## Begin

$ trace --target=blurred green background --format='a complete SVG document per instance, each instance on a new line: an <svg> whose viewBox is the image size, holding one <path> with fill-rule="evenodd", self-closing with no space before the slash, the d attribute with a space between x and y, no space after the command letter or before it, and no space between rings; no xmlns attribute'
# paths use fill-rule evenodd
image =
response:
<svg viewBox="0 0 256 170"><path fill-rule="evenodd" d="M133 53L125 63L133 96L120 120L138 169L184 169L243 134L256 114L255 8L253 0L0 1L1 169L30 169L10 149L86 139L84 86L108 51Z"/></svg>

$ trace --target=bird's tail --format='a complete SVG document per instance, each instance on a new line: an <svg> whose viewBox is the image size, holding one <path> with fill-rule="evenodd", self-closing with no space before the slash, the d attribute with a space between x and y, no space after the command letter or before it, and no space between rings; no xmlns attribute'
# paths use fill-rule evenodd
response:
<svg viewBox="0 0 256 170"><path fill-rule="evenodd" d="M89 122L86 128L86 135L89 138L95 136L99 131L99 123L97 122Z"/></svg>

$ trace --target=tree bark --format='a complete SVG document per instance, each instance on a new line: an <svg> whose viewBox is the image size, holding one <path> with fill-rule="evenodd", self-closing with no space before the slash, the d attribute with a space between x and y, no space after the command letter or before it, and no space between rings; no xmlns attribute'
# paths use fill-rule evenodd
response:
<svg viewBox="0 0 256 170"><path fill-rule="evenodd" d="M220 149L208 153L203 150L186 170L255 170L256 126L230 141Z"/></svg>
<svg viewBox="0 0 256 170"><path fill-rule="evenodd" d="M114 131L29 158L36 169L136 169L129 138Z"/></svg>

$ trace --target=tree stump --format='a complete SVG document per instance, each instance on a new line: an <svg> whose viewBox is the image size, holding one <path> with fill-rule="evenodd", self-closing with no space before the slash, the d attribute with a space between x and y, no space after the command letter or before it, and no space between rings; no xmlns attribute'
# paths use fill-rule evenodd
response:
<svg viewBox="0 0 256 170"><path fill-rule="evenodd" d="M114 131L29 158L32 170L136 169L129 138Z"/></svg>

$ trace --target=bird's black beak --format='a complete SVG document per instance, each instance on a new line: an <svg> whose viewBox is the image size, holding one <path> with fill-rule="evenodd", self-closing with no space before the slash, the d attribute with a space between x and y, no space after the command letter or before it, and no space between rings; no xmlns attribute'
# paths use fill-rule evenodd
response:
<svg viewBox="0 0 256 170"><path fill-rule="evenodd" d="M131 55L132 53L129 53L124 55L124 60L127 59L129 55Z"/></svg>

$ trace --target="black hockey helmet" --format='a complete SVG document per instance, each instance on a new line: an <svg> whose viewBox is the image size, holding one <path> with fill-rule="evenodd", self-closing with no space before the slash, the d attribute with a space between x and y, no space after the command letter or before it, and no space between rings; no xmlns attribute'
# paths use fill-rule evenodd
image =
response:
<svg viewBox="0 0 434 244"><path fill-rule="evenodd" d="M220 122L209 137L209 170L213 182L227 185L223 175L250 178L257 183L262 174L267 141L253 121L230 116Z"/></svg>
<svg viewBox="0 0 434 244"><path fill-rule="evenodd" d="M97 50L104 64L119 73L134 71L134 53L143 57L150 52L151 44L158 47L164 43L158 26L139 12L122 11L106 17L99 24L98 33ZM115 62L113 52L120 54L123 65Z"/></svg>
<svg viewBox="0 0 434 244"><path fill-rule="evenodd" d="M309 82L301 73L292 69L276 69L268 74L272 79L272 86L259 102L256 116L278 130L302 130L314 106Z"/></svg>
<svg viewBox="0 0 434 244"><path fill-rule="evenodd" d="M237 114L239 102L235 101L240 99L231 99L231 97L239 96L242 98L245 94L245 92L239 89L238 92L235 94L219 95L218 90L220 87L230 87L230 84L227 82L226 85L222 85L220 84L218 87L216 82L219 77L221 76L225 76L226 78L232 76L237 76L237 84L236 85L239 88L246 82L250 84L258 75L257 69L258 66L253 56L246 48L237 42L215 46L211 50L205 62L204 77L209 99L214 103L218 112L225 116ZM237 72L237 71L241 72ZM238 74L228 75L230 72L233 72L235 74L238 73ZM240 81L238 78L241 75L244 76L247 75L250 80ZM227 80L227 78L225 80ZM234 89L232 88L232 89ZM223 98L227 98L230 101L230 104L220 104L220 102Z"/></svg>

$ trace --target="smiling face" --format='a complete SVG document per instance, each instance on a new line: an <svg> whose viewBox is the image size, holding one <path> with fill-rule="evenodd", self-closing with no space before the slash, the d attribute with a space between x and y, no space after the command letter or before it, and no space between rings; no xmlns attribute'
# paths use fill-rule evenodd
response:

## End

= THE TASK =
Return the lines from the one containing "trace --target=tree bark" through the one containing "131L29 158L36 169L136", inclusive, reproducing each of them exactly.

= TASK RESPONSE =
$ trace --target=tree bark --format='a complete SVG document per instance, each instance on a new line: an <svg> whose viewBox is the image size, holding one <path> with fill-rule="evenodd", self-closing with no space before the slash, the d attribute with a space between x and y, no space after the command letter or before it, and no space between rings; no xmlns attribute'
# paths use fill-rule evenodd
response:
<svg viewBox="0 0 256 170"><path fill-rule="evenodd" d="M220 149L208 153L203 150L186 170L255 170L256 126L230 141Z"/></svg>
<svg viewBox="0 0 256 170"><path fill-rule="evenodd" d="M114 131L29 158L36 169L136 169L129 138Z"/></svg>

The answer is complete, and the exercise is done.